What to produce
Output exactly those lines of the data that lie between the line containing "Expected behaviour: for every instance of the white foam" and the final line, both ends counted.

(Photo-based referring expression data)
┌──
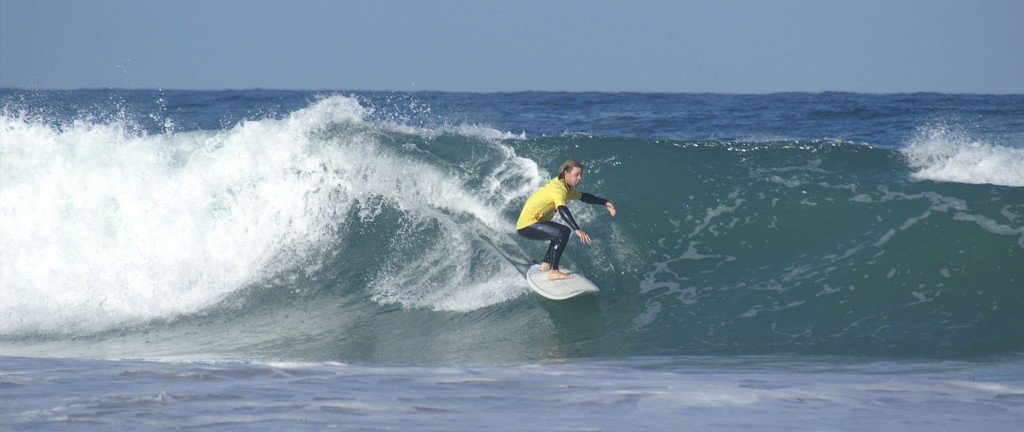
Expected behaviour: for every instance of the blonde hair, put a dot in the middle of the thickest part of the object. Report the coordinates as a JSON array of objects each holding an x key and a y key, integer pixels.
[{"x": 567, "y": 166}]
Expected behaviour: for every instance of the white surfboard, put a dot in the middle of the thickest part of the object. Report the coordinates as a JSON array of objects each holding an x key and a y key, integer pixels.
[{"x": 558, "y": 290}]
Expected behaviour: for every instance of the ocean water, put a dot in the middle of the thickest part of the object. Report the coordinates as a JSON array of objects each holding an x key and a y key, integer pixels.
[{"x": 258, "y": 259}]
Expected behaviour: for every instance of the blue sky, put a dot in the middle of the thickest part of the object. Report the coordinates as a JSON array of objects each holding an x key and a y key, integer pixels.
[{"x": 677, "y": 46}]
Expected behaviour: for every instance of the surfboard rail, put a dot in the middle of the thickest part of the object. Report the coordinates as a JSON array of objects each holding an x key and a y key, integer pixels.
[{"x": 558, "y": 290}]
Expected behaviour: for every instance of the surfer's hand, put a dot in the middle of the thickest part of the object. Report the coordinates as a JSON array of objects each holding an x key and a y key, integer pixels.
[{"x": 583, "y": 236}]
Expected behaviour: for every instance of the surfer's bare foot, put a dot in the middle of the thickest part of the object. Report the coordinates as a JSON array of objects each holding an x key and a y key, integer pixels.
[{"x": 557, "y": 275}]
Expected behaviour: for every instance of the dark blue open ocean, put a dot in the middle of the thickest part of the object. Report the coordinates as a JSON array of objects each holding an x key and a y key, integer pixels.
[{"x": 223, "y": 260}]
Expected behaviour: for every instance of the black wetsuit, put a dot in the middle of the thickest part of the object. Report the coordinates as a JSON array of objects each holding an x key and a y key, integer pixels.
[{"x": 557, "y": 233}]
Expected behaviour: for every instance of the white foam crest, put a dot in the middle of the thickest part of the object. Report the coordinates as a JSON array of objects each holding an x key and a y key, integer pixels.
[
  {"x": 101, "y": 227},
  {"x": 941, "y": 154},
  {"x": 469, "y": 130}
]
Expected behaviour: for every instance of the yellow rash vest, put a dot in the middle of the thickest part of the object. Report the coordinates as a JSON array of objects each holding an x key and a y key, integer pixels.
└──
Output of the task
Expected behaviour: for every instance of the white foam crest, put a dot in the middle of the thickest part of the object. Report the coordinates as a JSON array of objects each holding an x key and a y key, integer pixels.
[
  {"x": 101, "y": 227},
  {"x": 941, "y": 154},
  {"x": 469, "y": 130}
]
Expected behaviour: for every instance of the yellow rash vest, put a dot in the middle of the thickest part of the object. Report the coordinates as a JSON array of objects each holding an x key and a y key, integer pixels.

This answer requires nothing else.